-- Description of the task --
Could you please find each line in the records that contains the word "pediment" and copy it?

#### Entries supplied ####

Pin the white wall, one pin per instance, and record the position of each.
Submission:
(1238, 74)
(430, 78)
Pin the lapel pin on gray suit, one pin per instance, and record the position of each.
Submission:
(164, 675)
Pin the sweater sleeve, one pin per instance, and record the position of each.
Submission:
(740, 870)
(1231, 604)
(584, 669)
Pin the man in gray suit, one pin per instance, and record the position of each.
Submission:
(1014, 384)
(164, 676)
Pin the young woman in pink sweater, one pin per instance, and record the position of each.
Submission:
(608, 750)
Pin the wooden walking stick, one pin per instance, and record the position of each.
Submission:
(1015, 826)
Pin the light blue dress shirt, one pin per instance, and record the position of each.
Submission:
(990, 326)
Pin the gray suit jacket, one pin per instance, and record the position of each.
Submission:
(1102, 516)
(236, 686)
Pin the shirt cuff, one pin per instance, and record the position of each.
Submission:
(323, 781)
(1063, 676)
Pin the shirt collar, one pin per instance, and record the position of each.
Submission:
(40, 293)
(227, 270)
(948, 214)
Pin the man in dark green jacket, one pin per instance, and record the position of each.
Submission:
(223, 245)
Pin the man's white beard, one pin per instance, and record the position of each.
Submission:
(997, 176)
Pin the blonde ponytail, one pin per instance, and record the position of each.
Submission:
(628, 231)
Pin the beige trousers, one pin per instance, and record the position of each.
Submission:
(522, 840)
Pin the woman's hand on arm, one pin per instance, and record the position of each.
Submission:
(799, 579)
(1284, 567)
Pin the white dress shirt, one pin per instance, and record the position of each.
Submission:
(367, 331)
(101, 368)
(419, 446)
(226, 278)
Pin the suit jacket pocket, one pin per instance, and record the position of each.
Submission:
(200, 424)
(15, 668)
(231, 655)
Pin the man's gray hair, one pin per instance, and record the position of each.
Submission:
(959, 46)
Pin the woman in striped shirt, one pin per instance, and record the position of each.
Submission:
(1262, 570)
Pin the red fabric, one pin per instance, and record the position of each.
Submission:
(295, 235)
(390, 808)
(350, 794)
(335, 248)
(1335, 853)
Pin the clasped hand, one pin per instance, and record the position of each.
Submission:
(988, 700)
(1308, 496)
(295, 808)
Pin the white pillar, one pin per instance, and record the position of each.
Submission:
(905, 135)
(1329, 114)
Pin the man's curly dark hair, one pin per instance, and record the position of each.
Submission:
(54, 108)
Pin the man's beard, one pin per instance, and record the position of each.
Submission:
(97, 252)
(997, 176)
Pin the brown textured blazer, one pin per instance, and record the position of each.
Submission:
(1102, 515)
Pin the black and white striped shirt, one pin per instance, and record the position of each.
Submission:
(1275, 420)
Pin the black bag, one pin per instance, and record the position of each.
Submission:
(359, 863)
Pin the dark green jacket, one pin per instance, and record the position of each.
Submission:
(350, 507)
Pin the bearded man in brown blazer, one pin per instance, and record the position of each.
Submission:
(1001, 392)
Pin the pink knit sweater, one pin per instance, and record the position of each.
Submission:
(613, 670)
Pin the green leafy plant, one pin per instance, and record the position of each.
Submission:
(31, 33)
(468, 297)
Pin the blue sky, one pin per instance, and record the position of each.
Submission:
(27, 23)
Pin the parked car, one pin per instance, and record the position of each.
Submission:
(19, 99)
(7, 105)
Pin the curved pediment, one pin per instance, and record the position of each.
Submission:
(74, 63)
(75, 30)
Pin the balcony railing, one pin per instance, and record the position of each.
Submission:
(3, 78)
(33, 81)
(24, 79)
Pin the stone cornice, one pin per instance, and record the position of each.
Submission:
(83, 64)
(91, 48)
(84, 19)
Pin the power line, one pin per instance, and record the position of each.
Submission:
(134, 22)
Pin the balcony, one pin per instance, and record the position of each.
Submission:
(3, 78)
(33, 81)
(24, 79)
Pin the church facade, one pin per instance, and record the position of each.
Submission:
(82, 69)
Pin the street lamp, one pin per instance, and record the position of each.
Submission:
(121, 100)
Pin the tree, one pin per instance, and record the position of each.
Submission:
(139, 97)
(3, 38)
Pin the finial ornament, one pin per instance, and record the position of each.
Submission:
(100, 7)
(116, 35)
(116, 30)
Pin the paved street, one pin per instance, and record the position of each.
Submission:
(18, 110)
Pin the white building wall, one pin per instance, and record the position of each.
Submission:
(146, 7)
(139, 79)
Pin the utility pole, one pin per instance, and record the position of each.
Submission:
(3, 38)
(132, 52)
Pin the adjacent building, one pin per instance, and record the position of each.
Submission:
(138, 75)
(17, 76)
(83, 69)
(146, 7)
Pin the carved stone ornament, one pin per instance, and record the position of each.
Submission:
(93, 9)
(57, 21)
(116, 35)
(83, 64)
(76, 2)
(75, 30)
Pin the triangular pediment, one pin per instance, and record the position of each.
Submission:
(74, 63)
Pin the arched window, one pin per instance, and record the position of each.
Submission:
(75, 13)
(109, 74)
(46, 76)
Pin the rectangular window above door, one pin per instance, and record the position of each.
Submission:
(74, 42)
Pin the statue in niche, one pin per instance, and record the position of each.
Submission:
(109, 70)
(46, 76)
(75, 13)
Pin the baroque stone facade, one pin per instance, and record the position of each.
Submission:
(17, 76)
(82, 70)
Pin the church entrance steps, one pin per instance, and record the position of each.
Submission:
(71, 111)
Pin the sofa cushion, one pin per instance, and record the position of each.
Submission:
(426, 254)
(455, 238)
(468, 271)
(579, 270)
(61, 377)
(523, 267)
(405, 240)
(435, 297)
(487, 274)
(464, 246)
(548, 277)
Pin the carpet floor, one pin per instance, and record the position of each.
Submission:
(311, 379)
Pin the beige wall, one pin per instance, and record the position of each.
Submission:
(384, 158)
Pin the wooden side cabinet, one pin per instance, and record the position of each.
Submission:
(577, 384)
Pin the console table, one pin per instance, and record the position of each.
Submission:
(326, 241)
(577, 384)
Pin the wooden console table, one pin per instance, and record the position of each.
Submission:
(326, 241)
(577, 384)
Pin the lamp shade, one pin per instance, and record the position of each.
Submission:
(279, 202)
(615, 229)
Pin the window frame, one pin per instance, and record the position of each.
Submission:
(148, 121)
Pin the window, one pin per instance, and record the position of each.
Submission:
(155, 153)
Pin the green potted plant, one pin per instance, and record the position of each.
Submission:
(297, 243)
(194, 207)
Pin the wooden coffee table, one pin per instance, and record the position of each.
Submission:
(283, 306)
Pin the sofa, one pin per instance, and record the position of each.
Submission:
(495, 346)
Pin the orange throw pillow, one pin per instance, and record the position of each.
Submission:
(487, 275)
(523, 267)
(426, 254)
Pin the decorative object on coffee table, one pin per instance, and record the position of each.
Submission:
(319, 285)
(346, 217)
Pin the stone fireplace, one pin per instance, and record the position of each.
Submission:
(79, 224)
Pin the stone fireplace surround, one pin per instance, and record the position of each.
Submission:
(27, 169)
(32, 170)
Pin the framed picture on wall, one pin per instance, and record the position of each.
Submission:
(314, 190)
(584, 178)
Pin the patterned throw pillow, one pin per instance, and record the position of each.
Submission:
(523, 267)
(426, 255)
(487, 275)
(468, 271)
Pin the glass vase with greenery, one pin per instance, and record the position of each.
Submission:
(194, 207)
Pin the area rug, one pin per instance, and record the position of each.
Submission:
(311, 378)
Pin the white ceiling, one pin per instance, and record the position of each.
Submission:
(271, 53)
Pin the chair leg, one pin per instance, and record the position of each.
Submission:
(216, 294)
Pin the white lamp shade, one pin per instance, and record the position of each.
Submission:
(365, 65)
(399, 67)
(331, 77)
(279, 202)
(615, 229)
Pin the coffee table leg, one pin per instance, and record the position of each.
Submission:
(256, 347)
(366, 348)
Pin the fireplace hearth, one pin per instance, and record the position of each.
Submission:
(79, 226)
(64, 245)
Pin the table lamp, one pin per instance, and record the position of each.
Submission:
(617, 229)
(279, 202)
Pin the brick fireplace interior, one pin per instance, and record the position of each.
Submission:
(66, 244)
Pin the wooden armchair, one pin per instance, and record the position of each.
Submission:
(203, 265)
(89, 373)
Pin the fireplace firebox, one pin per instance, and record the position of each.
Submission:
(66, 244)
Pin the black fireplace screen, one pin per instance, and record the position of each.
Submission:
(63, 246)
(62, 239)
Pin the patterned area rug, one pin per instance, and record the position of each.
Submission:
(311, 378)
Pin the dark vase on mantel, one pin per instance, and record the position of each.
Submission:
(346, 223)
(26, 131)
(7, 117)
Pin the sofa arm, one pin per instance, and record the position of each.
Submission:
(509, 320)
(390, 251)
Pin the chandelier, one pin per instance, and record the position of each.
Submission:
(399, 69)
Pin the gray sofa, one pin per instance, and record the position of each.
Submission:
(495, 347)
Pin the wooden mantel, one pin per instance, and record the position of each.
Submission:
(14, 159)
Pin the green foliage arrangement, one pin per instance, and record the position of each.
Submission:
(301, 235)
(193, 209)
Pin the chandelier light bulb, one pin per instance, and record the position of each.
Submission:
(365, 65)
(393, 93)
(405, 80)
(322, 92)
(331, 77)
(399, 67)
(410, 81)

####

-- Response --
Pin the curved pediment, one pin per instance, and record the position of each.
Pin the triangular pediment, one pin per instance, and record the position of each.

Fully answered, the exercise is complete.